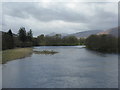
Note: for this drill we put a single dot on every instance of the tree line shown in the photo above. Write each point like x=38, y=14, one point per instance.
x=26, y=39
x=103, y=43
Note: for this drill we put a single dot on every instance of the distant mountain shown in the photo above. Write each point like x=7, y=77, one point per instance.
x=85, y=33
x=62, y=34
x=113, y=31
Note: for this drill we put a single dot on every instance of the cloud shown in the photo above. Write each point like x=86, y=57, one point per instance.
x=59, y=17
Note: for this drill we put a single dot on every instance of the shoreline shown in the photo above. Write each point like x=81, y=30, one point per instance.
x=17, y=53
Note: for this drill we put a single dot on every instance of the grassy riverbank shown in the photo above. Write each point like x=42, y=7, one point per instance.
x=12, y=54
x=45, y=52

## Your instructions
Print all of the material exactly. Omit pictures.

## Task response
Note: for this drill we put a single dot on every instance of the tree line shown in the photo above. Write each point like x=38, y=14, one point per instance.
x=26, y=39
x=103, y=43
Note: for this drill we put a single dot on every instance of the distant mountain shown in the photo above. Write each point like x=7, y=77, one point per instance.
x=85, y=33
x=62, y=34
x=113, y=31
Note: for this drill we put a single dot on every instance of the cloud shown in the photo above. Write each point like x=86, y=57, one point per instance.
x=59, y=17
Note: for this drill we put a single dot on every instance of the shoreline shown in the photo above. Write each point like x=81, y=30, one point per instance.
x=17, y=53
Note: for this drill we put a single dot on every instance of the grassy riverbank shown in the photo above. Write each point like x=42, y=7, one point per instance.
x=12, y=54
x=45, y=52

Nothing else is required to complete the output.